MATERIAL FOR THIS TASK |
────
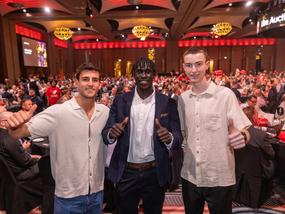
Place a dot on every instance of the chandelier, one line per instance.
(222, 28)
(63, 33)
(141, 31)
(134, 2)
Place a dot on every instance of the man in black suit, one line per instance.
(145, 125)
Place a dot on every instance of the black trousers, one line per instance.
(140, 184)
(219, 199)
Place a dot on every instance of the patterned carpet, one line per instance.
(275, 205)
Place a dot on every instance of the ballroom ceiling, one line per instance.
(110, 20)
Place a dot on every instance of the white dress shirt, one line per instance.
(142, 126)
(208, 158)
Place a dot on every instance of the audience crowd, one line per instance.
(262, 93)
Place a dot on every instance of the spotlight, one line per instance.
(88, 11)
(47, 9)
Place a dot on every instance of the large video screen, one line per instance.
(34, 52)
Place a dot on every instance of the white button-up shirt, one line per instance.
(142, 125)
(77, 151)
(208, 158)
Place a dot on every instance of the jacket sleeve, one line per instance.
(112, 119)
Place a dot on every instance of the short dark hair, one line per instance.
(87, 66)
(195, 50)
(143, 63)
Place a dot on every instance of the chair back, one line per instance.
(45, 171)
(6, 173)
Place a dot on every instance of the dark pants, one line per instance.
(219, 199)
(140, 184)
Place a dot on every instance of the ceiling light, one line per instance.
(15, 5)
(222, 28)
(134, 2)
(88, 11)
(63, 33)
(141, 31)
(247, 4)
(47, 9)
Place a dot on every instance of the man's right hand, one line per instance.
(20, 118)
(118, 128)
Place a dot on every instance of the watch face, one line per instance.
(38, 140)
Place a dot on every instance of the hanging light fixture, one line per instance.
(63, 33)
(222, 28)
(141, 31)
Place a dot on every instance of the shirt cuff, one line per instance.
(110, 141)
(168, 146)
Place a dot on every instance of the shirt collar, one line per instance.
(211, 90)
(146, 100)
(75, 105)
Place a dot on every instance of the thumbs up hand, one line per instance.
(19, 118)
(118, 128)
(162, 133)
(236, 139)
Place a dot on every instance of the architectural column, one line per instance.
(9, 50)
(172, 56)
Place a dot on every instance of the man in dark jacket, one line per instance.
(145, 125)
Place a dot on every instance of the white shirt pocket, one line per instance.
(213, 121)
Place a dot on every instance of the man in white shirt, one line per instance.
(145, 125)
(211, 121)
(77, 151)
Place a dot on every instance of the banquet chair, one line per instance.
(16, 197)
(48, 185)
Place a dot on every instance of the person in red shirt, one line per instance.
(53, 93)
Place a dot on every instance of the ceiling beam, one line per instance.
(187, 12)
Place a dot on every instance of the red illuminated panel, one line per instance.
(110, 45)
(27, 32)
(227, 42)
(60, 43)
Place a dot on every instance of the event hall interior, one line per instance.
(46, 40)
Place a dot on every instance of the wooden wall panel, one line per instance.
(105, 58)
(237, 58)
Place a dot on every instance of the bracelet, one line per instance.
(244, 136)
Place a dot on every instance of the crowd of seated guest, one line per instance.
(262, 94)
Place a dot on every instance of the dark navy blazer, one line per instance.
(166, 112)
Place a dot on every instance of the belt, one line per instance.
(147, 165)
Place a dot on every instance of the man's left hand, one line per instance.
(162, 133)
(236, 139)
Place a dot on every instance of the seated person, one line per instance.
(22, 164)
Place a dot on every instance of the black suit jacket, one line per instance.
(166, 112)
────
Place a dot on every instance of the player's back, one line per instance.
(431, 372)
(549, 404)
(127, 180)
────
OBJECTIVE | Gather every line in the data above that contains the word "panel", and copy each such line in full.

TASK RESPONSE |
Place a dot on every instance of the red illuminated panel, one line per instance.
Place a dot on every instance of the wooden wall panel, one line per instance.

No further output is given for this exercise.